● Required work: From the first line to the last, copy the listing below word for word.

● The data:

* * * * *

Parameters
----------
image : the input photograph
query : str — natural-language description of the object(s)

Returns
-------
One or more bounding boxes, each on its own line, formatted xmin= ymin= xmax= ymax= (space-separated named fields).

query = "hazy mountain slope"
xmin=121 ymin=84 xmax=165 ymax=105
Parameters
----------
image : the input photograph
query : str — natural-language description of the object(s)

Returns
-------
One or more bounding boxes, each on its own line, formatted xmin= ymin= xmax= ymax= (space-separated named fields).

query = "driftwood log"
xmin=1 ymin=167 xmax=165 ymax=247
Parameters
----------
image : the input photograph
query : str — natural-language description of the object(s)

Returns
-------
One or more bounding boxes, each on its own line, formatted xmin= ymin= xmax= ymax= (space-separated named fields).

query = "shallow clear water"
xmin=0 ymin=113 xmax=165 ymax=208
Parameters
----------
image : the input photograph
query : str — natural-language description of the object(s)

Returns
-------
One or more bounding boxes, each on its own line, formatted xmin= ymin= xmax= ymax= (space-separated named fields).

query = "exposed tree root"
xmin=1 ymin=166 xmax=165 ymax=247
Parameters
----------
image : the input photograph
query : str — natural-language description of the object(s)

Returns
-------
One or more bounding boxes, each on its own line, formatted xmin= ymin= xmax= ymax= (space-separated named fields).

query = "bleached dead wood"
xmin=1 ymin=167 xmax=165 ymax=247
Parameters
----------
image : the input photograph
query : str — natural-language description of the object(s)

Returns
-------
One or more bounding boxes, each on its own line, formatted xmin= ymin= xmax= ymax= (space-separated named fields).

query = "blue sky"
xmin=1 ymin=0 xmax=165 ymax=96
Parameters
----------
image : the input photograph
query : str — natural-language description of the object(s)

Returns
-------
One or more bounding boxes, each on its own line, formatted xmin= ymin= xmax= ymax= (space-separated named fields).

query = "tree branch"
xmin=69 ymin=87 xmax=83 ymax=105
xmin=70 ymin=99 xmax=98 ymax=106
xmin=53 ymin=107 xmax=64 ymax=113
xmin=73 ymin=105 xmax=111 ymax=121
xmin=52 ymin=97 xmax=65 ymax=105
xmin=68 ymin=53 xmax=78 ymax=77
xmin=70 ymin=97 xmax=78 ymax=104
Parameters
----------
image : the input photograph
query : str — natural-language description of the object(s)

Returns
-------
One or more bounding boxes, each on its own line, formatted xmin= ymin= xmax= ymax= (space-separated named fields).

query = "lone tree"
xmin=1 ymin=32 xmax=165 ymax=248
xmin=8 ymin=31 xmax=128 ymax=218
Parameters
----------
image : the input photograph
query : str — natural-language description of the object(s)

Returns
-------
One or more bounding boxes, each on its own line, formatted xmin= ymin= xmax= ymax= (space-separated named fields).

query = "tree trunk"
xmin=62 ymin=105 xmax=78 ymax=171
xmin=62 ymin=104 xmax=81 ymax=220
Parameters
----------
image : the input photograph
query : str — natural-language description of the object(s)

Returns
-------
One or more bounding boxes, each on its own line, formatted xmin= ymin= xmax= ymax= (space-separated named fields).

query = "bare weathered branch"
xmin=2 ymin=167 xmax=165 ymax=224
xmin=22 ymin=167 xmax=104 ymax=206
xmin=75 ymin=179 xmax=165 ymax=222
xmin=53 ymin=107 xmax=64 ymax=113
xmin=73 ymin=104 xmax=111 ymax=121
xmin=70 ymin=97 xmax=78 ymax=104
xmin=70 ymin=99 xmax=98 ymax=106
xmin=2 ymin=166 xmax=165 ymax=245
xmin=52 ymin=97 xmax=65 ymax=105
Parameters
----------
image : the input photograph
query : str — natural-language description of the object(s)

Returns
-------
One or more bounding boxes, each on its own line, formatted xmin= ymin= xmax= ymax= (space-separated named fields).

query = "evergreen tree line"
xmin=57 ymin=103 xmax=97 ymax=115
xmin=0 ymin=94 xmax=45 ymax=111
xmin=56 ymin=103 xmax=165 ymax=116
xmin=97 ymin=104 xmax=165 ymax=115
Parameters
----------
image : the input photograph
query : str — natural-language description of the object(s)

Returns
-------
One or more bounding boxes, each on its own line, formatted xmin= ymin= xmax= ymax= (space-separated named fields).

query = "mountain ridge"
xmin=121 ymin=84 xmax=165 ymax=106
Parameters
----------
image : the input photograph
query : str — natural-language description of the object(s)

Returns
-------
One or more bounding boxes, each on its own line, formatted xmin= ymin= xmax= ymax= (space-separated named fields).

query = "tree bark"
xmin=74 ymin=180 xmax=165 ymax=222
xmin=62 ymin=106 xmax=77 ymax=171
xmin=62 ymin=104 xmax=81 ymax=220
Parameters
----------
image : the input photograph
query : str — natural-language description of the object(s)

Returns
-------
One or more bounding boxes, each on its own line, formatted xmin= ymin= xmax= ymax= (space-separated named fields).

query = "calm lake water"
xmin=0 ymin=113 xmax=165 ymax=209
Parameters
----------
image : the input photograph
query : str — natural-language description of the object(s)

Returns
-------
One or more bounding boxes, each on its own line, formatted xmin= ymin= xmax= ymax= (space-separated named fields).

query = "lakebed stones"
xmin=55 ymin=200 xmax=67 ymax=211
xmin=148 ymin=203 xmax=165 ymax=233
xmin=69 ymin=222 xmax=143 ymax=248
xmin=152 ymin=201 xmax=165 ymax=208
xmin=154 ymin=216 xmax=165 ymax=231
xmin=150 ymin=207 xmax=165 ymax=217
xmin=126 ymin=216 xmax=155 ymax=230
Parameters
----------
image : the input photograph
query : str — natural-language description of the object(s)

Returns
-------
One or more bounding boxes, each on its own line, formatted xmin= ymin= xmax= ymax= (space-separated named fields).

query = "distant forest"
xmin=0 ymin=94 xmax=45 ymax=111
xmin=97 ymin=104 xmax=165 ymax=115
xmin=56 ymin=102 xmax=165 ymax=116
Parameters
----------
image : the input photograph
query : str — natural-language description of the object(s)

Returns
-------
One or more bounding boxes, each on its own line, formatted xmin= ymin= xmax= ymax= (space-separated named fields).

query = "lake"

* * * * *

● Solution to the exercise:
Parameters
----------
image : the input photograph
query : str — natural-language description of the object(s)

Returns
-------
One or more bounding boxes, each on its own line, formatted xmin= ymin= xmax= ymax= (space-separated named fields).

query = "hazy mountain slope"
xmin=121 ymin=84 xmax=165 ymax=105
Parameters
----------
image : the input photograph
query : str — natural-language description of the object(s)

Returns
-------
One or more bounding boxes, each on its own line, formatted xmin= ymin= xmax= ymax= (space-separated named fields).

query = "driftwood log"
xmin=1 ymin=167 xmax=165 ymax=247
Parameters
----------
image : the input photograph
query : str — natural-language description of the object(s)

Returns
-------
One or more bounding boxes, each on its own line, formatted xmin= ymin= xmax= ymax= (space-separated named fields).

query = "shallow clear water"
xmin=0 ymin=113 xmax=165 ymax=208
Parameters
----------
image : the input photograph
query : str — natural-language description of the object(s)

Returns
-------
One or more bounding boxes, each on its own line, formatted xmin= ymin= xmax= ymax= (space-separated named fields).

query = "exposed tree root"
xmin=1 ymin=166 xmax=165 ymax=247
Parameters
----------
image : the input photograph
query : str — natural-language description of the object(s)

Returns
-------
One or more bounding boxes, each on its own line, formatted xmin= ymin= xmax= ymax= (space-separated named fields).

query = "bleached dead wood"
xmin=1 ymin=167 xmax=165 ymax=247
Parameters
----------
image : the input photograph
query : str — natural-language description of the object(s)

Returns
-------
One or more bounding boxes, each on its own line, formatted xmin= ymin= xmax= ymax= (space-separated named fields).

query = "blue sky"
xmin=1 ymin=0 xmax=165 ymax=96
Parameters
----------
image : the input photograph
query : str — natural-language description of the object(s)

Returns
-------
One or more bounding boxes, each on its own line, formatted xmin= ymin= xmax= ymax= (space-separated named fields).

query = "tree branch"
xmin=69 ymin=87 xmax=83 ymax=105
xmin=70 ymin=99 xmax=98 ymax=106
xmin=53 ymin=107 xmax=64 ymax=113
xmin=73 ymin=105 xmax=111 ymax=121
xmin=52 ymin=97 xmax=65 ymax=105
xmin=68 ymin=53 xmax=78 ymax=77
xmin=70 ymin=97 xmax=78 ymax=104
Parameters
----------
image : the input photograph
query : str — natural-language description of the object(s)

Returns
-------
One or more bounding boxes, each on its own line, formatted xmin= ymin= xmax= ymax= (space-separated named fields).

query = "lone tree"
xmin=1 ymin=32 xmax=165 ymax=248
xmin=8 ymin=31 xmax=128 ymax=218
Parameters
----------
image : the input photograph
query : str — natural-language description of the object(s)

Returns
-------
One or more bounding boxes, each on its own line, formatted xmin= ymin= xmax= ymax= (space-separated named fields).

query = "tree trunk"
xmin=62 ymin=105 xmax=78 ymax=171
xmin=62 ymin=104 xmax=81 ymax=220
Parameters
----------
image : the input photograph
query : str — natural-language description of the object(s)

Returns
-------
One or more bounding boxes, each on its own line, formatted xmin= ymin= xmax= ymax= (space-separated named fields).

query = "bare weathered branch"
xmin=2 ymin=167 xmax=165 ymax=224
xmin=22 ymin=167 xmax=104 ymax=206
xmin=75 ymin=179 xmax=165 ymax=222
xmin=53 ymin=107 xmax=64 ymax=113
xmin=73 ymin=104 xmax=111 ymax=121
xmin=70 ymin=97 xmax=78 ymax=104
xmin=70 ymin=99 xmax=98 ymax=106
xmin=2 ymin=166 xmax=165 ymax=245
xmin=52 ymin=97 xmax=65 ymax=105
Parameters
----------
image : the input photograph
query : str — natural-language description of the object(s)

Returns
-------
One or more bounding boxes, each on its own line, formatted xmin= ymin= xmax= ymax= (space-separated named fields).

query = "evergreen tree line"
xmin=57 ymin=103 xmax=97 ymax=115
xmin=0 ymin=94 xmax=45 ymax=111
xmin=56 ymin=103 xmax=165 ymax=116
xmin=97 ymin=104 xmax=165 ymax=115
Parameters
----------
image : the input photograph
query : str — natural-language description of the object(s)

Returns
-------
One or more bounding boxes, each on its own line, formatted xmin= ymin= xmax= ymax= (space-separated named fields).

query = "mountain ridge"
xmin=121 ymin=84 xmax=165 ymax=106
Parameters
----------
image : the input photograph
query : str — natural-language description of the object(s)

Returns
-------
One or more bounding boxes, each on its own line, formatted xmin= ymin= xmax= ymax= (space-separated named fields).

query = "tree bark"
xmin=74 ymin=180 xmax=165 ymax=222
xmin=62 ymin=106 xmax=77 ymax=171
xmin=62 ymin=104 xmax=81 ymax=220
Parameters
----------
image : the input photograph
query : str — natural-language description of the object(s)

Returns
-------
One or more bounding boxes, each on its own line, formatted xmin= ymin= xmax= ymax= (space-separated named fields).

query = "calm lake water"
xmin=0 ymin=113 xmax=165 ymax=209
Parameters
----------
image : the input photograph
query : str — natural-language description of the object(s)

Returns
-------
One or more bounding boxes, each on its own line, formatted xmin= ymin= xmax= ymax= (space-separated named fields).

query = "lakebed stones"
xmin=55 ymin=200 xmax=67 ymax=211
xmin=148 ymin=203 xmax=165 ymax=233
xmin=69 ymin=222 xmax=143 ymax=248
xmin=152 ymin=201 xmax=165 ymax=208
xmin=154 ymin=216 xmax=165 ymax=231
xmin=150 ymin=207 xmax=165 ymax=217
xmin=126 ymin=216 xmax=155 ymax=230
Parameters
----------
image : the input photograph
query : str — natural-language description of the object(s)

Returns
-------
One or more bounding boxes, each on its own line, formatted xmin= ymin= xmax= ymax= (space-separated named fields).

query = "distant forest"
xmin=0 ymin=94 xmax=45 ymax=111
xmin=97 ymin=104 xmax=165 ymax=115
xmin=56 ymin=102 xmax=165 ymax=116
Parameters
----------
image : the input photograph
query : str — natural-language description of the object(s)

Returns
-------
One or more bounding boxes, each on its own line, formatted xmin= ymin= xmax= ymax= (space-separated named fields).

query = "lake"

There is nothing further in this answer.